# start of DATASET ROWS
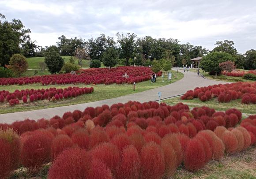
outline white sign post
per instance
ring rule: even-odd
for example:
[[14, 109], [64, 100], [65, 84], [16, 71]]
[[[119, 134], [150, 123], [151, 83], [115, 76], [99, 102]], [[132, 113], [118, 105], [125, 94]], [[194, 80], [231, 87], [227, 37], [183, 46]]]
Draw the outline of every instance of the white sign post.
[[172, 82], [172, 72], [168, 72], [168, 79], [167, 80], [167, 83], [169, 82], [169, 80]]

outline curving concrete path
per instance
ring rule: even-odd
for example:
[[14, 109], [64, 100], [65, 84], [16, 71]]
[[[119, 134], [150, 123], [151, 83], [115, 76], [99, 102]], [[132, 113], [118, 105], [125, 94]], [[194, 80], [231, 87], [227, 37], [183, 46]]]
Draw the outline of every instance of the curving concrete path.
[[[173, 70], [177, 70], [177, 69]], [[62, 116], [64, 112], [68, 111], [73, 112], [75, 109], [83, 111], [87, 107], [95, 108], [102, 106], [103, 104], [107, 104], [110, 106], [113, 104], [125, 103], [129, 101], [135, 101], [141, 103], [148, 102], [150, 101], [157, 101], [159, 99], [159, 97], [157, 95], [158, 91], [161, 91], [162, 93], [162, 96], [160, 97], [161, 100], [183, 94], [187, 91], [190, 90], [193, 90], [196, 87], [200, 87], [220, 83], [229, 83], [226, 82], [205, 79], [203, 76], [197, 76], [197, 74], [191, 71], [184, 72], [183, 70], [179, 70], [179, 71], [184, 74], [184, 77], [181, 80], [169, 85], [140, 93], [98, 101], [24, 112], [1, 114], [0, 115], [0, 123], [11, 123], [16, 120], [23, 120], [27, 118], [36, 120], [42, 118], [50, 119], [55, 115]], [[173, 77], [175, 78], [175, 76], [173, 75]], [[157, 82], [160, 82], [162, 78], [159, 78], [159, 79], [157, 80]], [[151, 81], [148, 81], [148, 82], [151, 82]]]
# end of DATASET ROWS
REQUIRED TASK.
Could you reproduce all of the material above word for word, leaving out the pictures?

SOLUTION TO THIS EXERCISE.
outline white sign post
per instance
ring rule: even-odd
for example:
[[14, 109], [64, 100], [65, 84], [16, 71]]
[[[119, 134], [150, 123], [151, 83], [115, 76], [99, 102]], [[132, 113], [118, 105], [125, 94]], [[194, 80], [231, 87], [227, 37], [183, 46]]]
Draw the outline of every instance of the white sign post.
[[172, 82], [172, 72], [168, 72], [168, 79], [167, 80], [167, 83], [169, 82], [169, 80]]

outline curving concrete path
per instance
ring rule: even-odd
for example:
[[14, 109], [64, 100], [65, 84], [16, 71]]
[[[119, 134], [150, 123], [151, 83], [115, 76], [99, 102]], [[132, 113], [118, 105], [125, 94]], [[194, 80], [231, 87], [227, 37], [183, 46]]]
Draw the outline of every instance of the curving concrete path.
[[[173, 70], [177, 70], [177, 69]], [[62, 116], [64, 112], [68, 111], [73, 112], [75, 109], [83, 111], [87, 107], [95, 108], [102, 106], [103, 104], [107, 104], [110, 106], [113, 104], [125, 103], [129, 101], [135, 101], [141, 103], [148, 102], [150, 101], [157, 101], [159, 99], [159, 97], [157, 95], [158, 91], [161, 91], [162, 93], [162, 96], [160, 97], [161, 100], [183, 94], [187, 91], [190, 90], [193, 90], [196, 87], [200, 87], [220, 83], [229, 83], [226, 82], [205, 79], [203, 76], [197, 76], [197, 74], [191, 71], [184, 72], [183, 70], [179, 70], [179, 71], [184, 74], [184, 77], [181, 80], [169, 85], [140, 93], [98, 101], [24, 112], [1, 114], [0, 115], [0, 123], [11, 123], [16, 120], [23, 120], [27, 118], [36, 120], [42, 118], [50, 119], [55, 115]], [[173, 77], [175, 78], [175, 76], [173, 75]], [[157, 82], [160, 82], [162, 78], [159, 78], [159, 79], [157, 80]], [[151, 81], [148, 81], [148, 82], [151, 82]]]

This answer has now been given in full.